━━━ RECORDS FOR THIS TASK ━━━
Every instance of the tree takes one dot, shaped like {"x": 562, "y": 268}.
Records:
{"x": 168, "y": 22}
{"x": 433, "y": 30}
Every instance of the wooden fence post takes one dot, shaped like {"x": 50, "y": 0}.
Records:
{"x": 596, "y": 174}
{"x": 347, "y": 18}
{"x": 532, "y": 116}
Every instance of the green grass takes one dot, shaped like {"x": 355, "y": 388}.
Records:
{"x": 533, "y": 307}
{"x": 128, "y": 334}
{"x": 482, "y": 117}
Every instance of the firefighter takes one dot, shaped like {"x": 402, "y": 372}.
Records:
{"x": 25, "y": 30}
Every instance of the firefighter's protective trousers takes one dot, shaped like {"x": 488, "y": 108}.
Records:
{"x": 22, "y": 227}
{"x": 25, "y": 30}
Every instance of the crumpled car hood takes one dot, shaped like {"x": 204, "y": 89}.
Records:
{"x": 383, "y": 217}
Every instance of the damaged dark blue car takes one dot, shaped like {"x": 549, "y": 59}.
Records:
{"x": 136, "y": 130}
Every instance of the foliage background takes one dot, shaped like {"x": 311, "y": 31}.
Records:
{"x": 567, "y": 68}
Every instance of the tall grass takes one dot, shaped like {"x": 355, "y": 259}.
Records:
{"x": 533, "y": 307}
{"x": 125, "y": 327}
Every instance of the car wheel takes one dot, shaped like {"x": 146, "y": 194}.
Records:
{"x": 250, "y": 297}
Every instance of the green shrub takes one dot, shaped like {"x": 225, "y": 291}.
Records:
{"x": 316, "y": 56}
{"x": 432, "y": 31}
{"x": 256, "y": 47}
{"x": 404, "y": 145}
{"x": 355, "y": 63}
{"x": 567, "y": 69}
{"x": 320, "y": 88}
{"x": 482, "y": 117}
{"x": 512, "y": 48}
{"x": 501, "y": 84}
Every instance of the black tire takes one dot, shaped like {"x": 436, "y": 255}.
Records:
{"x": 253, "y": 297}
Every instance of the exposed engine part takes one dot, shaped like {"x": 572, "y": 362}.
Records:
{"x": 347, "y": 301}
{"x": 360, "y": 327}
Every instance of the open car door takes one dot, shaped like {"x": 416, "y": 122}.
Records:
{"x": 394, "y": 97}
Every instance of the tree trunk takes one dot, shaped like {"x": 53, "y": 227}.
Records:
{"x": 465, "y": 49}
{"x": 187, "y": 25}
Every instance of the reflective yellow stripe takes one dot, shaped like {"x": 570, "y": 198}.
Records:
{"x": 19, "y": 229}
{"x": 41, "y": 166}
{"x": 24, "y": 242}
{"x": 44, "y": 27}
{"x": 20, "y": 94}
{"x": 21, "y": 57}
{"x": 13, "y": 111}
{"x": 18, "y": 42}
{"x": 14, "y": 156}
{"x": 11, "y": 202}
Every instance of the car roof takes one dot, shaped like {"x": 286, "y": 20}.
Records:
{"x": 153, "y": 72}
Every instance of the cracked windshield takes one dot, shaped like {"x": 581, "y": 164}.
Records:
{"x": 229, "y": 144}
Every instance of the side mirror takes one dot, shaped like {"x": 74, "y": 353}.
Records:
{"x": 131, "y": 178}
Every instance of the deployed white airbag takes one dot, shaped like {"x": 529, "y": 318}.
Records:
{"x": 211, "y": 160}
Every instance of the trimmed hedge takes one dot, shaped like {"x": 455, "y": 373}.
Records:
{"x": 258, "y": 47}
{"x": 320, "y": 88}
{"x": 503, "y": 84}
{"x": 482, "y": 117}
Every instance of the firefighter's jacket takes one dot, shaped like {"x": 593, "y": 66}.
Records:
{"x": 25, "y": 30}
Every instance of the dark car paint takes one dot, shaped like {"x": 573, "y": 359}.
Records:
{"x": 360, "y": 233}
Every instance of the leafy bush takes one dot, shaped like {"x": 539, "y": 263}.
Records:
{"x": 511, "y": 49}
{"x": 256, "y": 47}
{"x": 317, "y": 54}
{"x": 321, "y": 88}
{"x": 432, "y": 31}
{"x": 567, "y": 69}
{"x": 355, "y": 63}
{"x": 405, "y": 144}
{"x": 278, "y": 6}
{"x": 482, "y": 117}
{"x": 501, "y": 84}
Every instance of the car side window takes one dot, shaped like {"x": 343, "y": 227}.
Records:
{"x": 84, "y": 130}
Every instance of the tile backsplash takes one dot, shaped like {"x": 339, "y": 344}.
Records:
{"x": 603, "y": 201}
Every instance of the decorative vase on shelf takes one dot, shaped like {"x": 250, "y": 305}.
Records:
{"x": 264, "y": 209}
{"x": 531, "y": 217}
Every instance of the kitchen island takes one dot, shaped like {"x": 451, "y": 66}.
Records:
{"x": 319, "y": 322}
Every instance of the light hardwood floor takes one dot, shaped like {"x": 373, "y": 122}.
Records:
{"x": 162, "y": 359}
━━━
#### [WHAT YOU ARE ASKED TO DO]
Repeat only the stretch of lines starting at the one containing "Every instance of the trimmed" and running to the final line of the entries above.

#### [EXERCISE RESPONSE]
Every instance of the trimmed hedge takes one dot, shaped like {"x": 455, "y": 373}.
Records:
{"x": 258, "y": 47}
{"x": 320, "y": 88}
{"x": 503, "y": 84}
{"x": 482, "y": 117}
Every instance of the firefighter's jacket takes one dot, shaped like {"x": 593, "y": 66}.
Records:
{"x": 25, "y": 30}
Every instance of the dark car paint takes one dot, shaped like {"x": 573, "y": 359}.
Records:
{"x": 360, "y": 233}
Every instance of the leafy bush takes one dot, shaped like {"x": 539, "y": 263}.
Records:
{"x": 511, "y": 49}
{"x": 256, "y": 47}
{"x": 317, "y": 54}
{"x": 321, "y": 88}
{"x": 432, "y": 31}
{"x": 567, "y": 69}
{"x": 355, "y": 63}
{"x": 405, "y": 144}
{"x": 278, "y": 6}
{"x": 482, "y": 117}
{"x": 501, "y": 84}
Every instance of the car side window takes one dot, shaped like {"x": 343, "y": 227}.
Records:
{"x": 84, "y": 130}
Every instance of the tile backsplash takes one dot, shaped like {"x": 339, "y": 344}.
Records:
{"x": 603, "y": 201}
Every instance of the decorative vase on shelf takes one dot, shaped like {"x": 250, "y": 305}.
Records:
{"x": 264, "y": 209}
{"x": 531, "y": 217}
Every instance of the kitchen island takes one dot, shaped like {"x": 451, "y": 66}.
Records:
{"x": 319, "y": 322}
Every instance of the light hardwood floor takes one dot, shaped like {"x": 373, "y": 122}.
Records:
{"x": 162, "y": 359}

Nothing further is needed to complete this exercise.